Task prompt
Reproduce the whole forum thread about the Chicago North Shore & Milwaukee RR line car word for word.

Supplied passage
-=-=-=-=-
# Chicago North Shore & Milwaukee RR Line Car



## Jim K (May 8, 2012)

Spent about a year working on this kit-bash of a Labelle Traction Motor. It isn't all that I hoped it would be but it gets the job done IMHO. The unit will work off the overhead or the center rail. Hope you enjoy.

Jim K


----------



## Spence (Oct 15, 2015)

Very nice. :thumbsup:


----------



## Gramps (Feb 28, 2016)

That's a great model.


----------



## ARR (Oct 15, 2017)

Jim K said:


> It isn't all that I hoped it would be but it gets the job done IMHO.


Damn! You had some seriously high expectations then. That is an awesome bit of modelling. Nice work! :smilie_daumenpos:


----------



## seayakbill (Jan 16, 2016)

WOW, super nice modeling. Looks fantastic.

Bill


----------



## Jim K (May 8, 2012)
-=-=-=-=-
Data extract
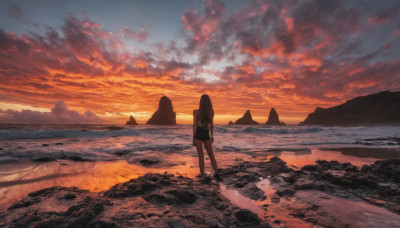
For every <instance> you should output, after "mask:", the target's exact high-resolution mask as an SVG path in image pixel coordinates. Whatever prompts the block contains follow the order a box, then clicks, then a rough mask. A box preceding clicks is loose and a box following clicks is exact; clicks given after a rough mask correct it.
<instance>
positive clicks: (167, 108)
mask: <svg viewBox="0 0 400 228" xmlns="http://www.w3.org/2000/svg"><path fill="white" fill-rule="evenodd" d="M146 124H156V125H175V124H176V113H175V112H174V109H173V107H172V102H171V100H170V99H169V98H168V97H166V96H163V97H161V99H160V102H159V104H158V109H157V111H156V112H155V113H154V114H153V115H152V116H151V118H150V119H149V120H148V121H147V123H146Z"/></svg>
-=-=-=-=-
Solution for this problem
# Chicago North Shore & Milwaukee RR Line Car



## Jim K (May 8, 2012)

Spent about a year working on this kit-bash of a Labelle Traction Motor. It isn't all that I hoped it would be but it gets the job done IMHO. The unit will work off the overhead or the center rail. Hope you enjoy.

Jim K


----------



## Spence (Oct 15, 2015)

Very nice. :thumbsup:


----------



## Gramps (Feb 28, 2016)

That's a great model.


----------



## ARR (Oct 15, 2017)

Jim K said:


> It isn't all that I hoped it would be but it gets the job done IMHO.


Damn! You had some seriously high expectations then. That is an awesome bit of modelling. Nice work! :smilie_daumenpos:


----------



## seayakbill (Jan 16, 2016)

WOW, super nice modeling. Looks fantastic.

Bill


----------



## Jim K (May 8, 2012)